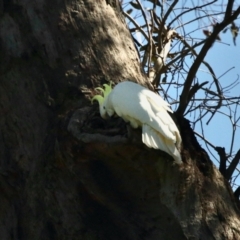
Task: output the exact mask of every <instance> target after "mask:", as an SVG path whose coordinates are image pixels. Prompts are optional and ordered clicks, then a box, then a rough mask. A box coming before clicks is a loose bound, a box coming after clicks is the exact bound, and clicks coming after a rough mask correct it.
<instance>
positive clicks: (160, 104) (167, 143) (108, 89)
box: [92, 81, 182, 164]
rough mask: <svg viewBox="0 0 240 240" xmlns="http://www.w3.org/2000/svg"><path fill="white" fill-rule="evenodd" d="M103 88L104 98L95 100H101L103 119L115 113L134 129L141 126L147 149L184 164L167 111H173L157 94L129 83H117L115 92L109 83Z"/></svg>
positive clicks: (177, 132)
mask: <svg viewBox="0 0 240 240" xmlns="http://www.w3.org/2000/svg"><path fill="white" fill-rule="evenodd" d="M103 86H104V87H105V90H103V89H101V88H97V89H99V90H101V91H102V92H103V95H104V97H102V96H100V95H97V96H95V97H94V98H93V99H92V100H95V99H96V100H98V102H99V108H100V114H101V116H102V117H103V118H106V117H107V116H112V115H113V114H114V113H116V114H117V115H118V116H119V117H121V118H123V119H124V120H125V121H127V122H130V124H131V126H132V127H133V128H137V127H142V141H143V143H144V144H145V145H146V146H148V147H149V148H155V149H160V150H162V151H164V152H167V153H168V154H170V155H171V156H172V157H173V158H174V159H175V162H176V163H178V164H181V163H182V159H181V155H180V153H179V149H180V146H181V141H182V140H181V136H180V133H179V131H178V128H177V126H176V125H175V123H174V121H173V120H172V118H171V117H170V115H169V114H168V112H167V111H169V112H172V110H171V109H170V108H169V104H168V103H167V102H165V101H164V100H163V99H162V98H161V97H160V96H159V95H157V94H155V93H154V92H152V91H150V90H148V89H146V88H144V87H142V86H141V85H139V84H136V83H133V82H129V81H125V82H121V83H119V84H117V85H116V86H115V87H114V89H113V90H112V89H111V87H110V86H109V85H107V84H104V85H103ZM111 90H112V91H111Z"/></svg>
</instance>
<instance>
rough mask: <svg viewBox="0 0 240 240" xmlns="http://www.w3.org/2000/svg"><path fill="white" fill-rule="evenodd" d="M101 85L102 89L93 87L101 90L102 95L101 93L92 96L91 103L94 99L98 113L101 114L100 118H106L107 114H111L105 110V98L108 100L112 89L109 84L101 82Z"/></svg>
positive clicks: (111, 90)
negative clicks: (96, 94) (96, 103)
mask: <svg viewBox="0 0 240 240" xmlns="http://www.w3.org/2000/svg"><path fill="white" fill-rule="evenodd" d="M103 87H104V89H103V88H100V87H97V88H95V89H96V90H99V91H101V92H102V94H103V96H102V95H95V96H94V97H93V98H92V103H93V101H94V100H97V101H98V103H99V111H100V115H101V117H102V118H104V119H106V118H107V117H108V115H112V114H109V112H108V111H107V110H108V109H107V107H106V103H107V100H108V95H109V94H110V92H111V91H112V86H111V84H110V85H107V84H103Z"/></svg>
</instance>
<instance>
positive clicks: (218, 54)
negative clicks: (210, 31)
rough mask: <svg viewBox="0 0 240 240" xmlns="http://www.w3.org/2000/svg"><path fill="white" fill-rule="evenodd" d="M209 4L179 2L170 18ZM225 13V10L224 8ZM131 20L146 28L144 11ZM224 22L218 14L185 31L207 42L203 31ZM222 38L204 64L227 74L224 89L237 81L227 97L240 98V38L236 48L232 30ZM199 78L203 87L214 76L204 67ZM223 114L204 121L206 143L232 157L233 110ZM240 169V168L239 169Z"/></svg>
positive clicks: (207, 1)
mask: <svg viewBox="0 0 240 240" xmlns="http://www.w3.org/2000/svg"><path fill="white" fill-rule="evenodd" d="M125 2H128V1H125ZM172 2H173V1H165V3H166V4H168V3H169V4H171V3H172ZM206 2H209V1H179V3H178V4H177V5H176V6H175V9H177V10H176V11H172V13H171V14H170V18H171V19H173V18H175V16H176V15H177V14H178V13H180V12H181V11H182V6H183V5H184V7H185V10H186V9H187V8H188V7H191V6H192V4H197V3H199V4H204V3H206ZM218 2H219V1H218ZM223 2H224V1H221V4H222V3H223ZM235 2H237V3H238V4H239V1H235ZM141 4H142V6H143V7H144V8H145V9H148V8H150V7H151V6H152V4H149V2H148V1H141ZM129 7H131V6H130V5H129ZM129 7H127V8H125V10H127V9H129ZM131 8H132V7H131ZM223 9H224V7H223ZM166 10H167V7H166ZM216 10H221V6H220V5H219V6H216V5H215V6H214V7H207V9H205V10H204V9H201V10H200V11H199V12H191V13H189V14H186V15H183V17H182V18H179V19H178V20H177V21H176V22H175V24H174V27H177V26H179V25H180V24H183V23H186V22H189V21H191V20H193V19H195V18H196V17H199V16H204V15H206V14H210V13H213V12H214V13H216V12H217V11H216ZM158 12H159V13H160V10H159V9H158ZM145 13H146V14H147V15H148V16H149V14H148V12H147V11H145ZM131 16H133V17H135V20H136V22H137V23H138V24H139V25H142V24H144V23H145V22H144V20H143V18H142V17H139V16H140V11H135V10H134V11H133V12H132V14H131ZM136 16H137V17H136ZM221 20H222V16H221V15H217V14H216V15H214V16H213V17H211V16H210V17H208V18H203V19H201V21H200V22H199V21H195V22H193V23H191V24H188V25H187V26H186V27H185V28H184V30H185V34H186V33H190V32H192V31H193V32H192V33H190V36H191V37H193V38H194V41H195V42H196V41H200V40H203V39H205V35H204V34H203V32H202V30H203V29H204V30H211V26H210V23H211V22H214V21H215V22H220V21H221ZM127 22H128V21H127ZM167 23H168V21H167ZM236 24H237V26H239V24H240V21H236ZM195 29H196V31H194V30H195ZM177 32H178V33H179V34H182V33H183V29H181V28H177ZM185 36H187V34H186V35H185ZM135 37H136V38H137V39H138V40H139V42H141V43H142V44H143V45H144V44H146V41H144V38H143V37H142V36H141V34H139V33H137V34H136V35H135ZM220 37H221V42H215V43H214V45H213V46H212V47H211V49H210V50H209V52H208V54H207V56H206V57H205V59H204V60H205V61H207V62H208V63H209V64H210V65H211V67H212V68H213V70H214V72H215V74H216V76H217V78H219V77H220V76H222V75H223V74H224V73H226V72H227V73H226V74H225V75H223V76H222V77H220V79H219V81H220V84H221V86H222V87H223V88H224V87H227V86H229V85H230V84H231V83H233V82H235V81H236V83H237V85H236V86H234V88H232V89H230V90H229V91H228V92H227V93H226V94H227V95H228V96H235V97H239V96H240V84H239V82H240V80H238V78H239V77H240V40H239V38H237V40H236V46H234V44H233V39H232V35H231V33H230V31H229V30H228V31H227V32H226V33H221V34H220ZM200 49H201V47H200V48H198V49H197V51H198V50H200ZM173 51H174V49H173V50H172V52H173ZM170 52H171V51H170ZM193 60H194V59H189V60H187V65H189V66H190V65H191V64H192V61H193ZM230 69H231V70H230ZM197 78H198V81H199V83H202V82H204V81H209V82H212V77H211V75H210V74H209V73H208V70H207V69H206V67H204V66H203V65H201V67H200V69H199V71H198V74H197ZM183 81H184V79H183ZM162 87H163V88H165V86H164V85H163V84H162ZM166 87H167V86H166ZM205 87H206V88H210V84H208V85H206V86H205ZM212 90H214V88H212ZM168 94H169V95H172V96H176V89H175V88H174V87H173V88H171V89H170V91H168ZM196 97H197V98H198V97H199V98H204V97H205V95H204V91H202V90H200V91H199V92H198V93H197V94H196ZM213 104H215V102H213ZM172 107H173V109H174V107H176V106H172ZM239 107H240V106H239ZM239 107H238V108H237V109H235V107H231V111H232V115H233V112H234V111H235V110H236V117H239V116H240V108H239ZM221 111H222V113H223V114H220V113H217V114H216V115H215V116H214V117H213V119H212V120H211V121H210V123H209V124H208V125H207V124H206V123H207V121H208V119H209V116H210V115H207V117H205V118H204V120H203V121H202V126H203V129H204V136H205V137H206V139H207V140H208V141H209V142H211V143H212V144H213V145H215V146H220V147H225V149H226V153H229V151H230V148H231V147H230V146H231V141H232V124H231V121H230V119H229V117H228V116H227V115H229V109H228V108H227V107H223V108H221ZM224 114H226V115H224ZM186 118H188V119H190V120H192V119H193V114H192V115H188V116H186ZM239 126H240V121H239ZM195 131H196V132H198V133H200V134H202V132H201V131H202V130H201V126H200V124H197V125H196V126H195ZM198 140H199V143H200V144H201V145H202V147H204V148H205V149H206V146H205V143H204V142H203V141H202V140H201V139H198ZM209 149H210V150H211V152H212V153H213V154H214V156H215V157H216V158H217V159H218V155H217V153H216V152H215V150H213V149H212V148H211V147H210V148H209ZM239 149H240V129H239V127H237V130H236V132H235V141H234V145H233V153H236V152H237V151H238V150H239ZM206 150H207V149H206ZM207 151H208V150H207ZM210 158H211V159H212V160H213V162H214V163H215V165H217V166H218V163H217V161H216V160H214V157H213V156H211V155H210ZM238 167H239V168H240V165H238ZM236 183H237V184H238V185H240V178H239V180H238V181H236Z"/></svg>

****************

# [WHAT TO WORK ON]
Write out the lines of the material above exactly, from its first line through the line that contains "positive clicks: (111, 90)", so that no picture appears in the copy.

# [SOLUTION TO THIS PROBLEM]
Task: output the exact mask of every <instance> target after "mask:", as an SVG path whose coordinates are image pixels. Prompts are optional and ordered clicks, then a box, then a rough mask. A box coming before clicks is a loose bound, a box coming after clicks is the exact bound, and clicks coming after a rough mask correct it.
<instance>
positive clicks: (160, 104) (167, 143) (108, 89)
box: [92, 81, 182, 164]
rough mask: <svg viewBox="0 0 240 240" xmlns="http://www.w3.org/2000/svg"><path fill="white" fill-rule="evenodd" d="M103 88L104 98L95 100H101L103 119L115 113L134 129L141 126L147 149L184 164L167 111H173L157 94L129 83H117L115 92L109 83Z"/></svg>
positive clicks: (177, 132)
mask: <svg viewBox="0 0 240 240" xmlns="http://www.w3.org/2000/svg"><path fill="white" fill-rule="evenodd" d="M103 86H104V87H105V90H103V89H101V88H97V89H99V90H101V91H102V92H103V95H104V97H102V96H100V95H97V96H95V97H94V98H93V99H92V100H95V99H96V100H98V102H99V108H100V114H101V116H102V117H103V118H106V117H107V116H112V115H113V114H114V113H116V114H117V115H118V116H119V117H121V118H123V119H124V120H125V121H127V122H130V124H131V126H132V127H133V128H137V127H142V141H143V143H144V144H145V145H146V146H148V147H149V148H155V149H160V150H162V151H164V152H167V153H168V154H170V155H171V156H172V157H173V158H174V159H175V162H176V163H178V164H181V163H182V159H181V155H180V153H179V149H180V146H181V141H182V140H181V136H180V133H179V131H178V128H177V126H176V125H175V123H174V121H173V120H172V118H171V117H170V115H169V114H168V112H167V111H169V112H172V110H171V109H170V108H169V104H168V103H167V102H165V101H164V100H163V99H162V98H161V97H160V96H159V95H157V94H155V93H154V92H152V91H150V90H148V89H146V88H144V87H142V86H141V85H139V84H136V83H133V82H129V81H125V82H121V83H119V84H117V85H116V86H115V87H114V89H113V90H112V89H111V87H110V86H109V85H107V84H104V85H103ZM111 90H112V91H111Z"/></svg>
</instance>
<instance>
rough mask: <svg viewBox="0 0 240 240" xmlns="http://www.w3.org/2000/svg"><path fill="white" fill-rule="evenodd" d="M101 85L102 89L93 87L101 90L102 95L101 93L92 96L91 103L94 99L98 113L101 114L100 118H106L107 114H111L105 110V98L108 100L112 89L109 84L101 82Z"/></svg>
positive clicks: (111, 90)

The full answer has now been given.